┌─ Data listing

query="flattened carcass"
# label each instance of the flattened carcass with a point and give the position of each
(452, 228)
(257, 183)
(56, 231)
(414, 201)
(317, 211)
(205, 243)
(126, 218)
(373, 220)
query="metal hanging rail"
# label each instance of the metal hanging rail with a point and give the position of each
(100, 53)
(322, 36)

└─
┌─ Data listing

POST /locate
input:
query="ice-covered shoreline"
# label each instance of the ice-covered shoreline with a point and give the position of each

└─

> Task brief
Write out the lines of the records from the one containing "POST /locate" through the one containing "# label each instance of the ice-covered" as a JSON list of strings, one string per line, skipping blank lines.

> Final result
[
  "POST /locate",
  "input:",
  "query=\"ice-covered shoreline\"",
  "# label each instance of the ice-covered shoreline with a point and give the position of each"
]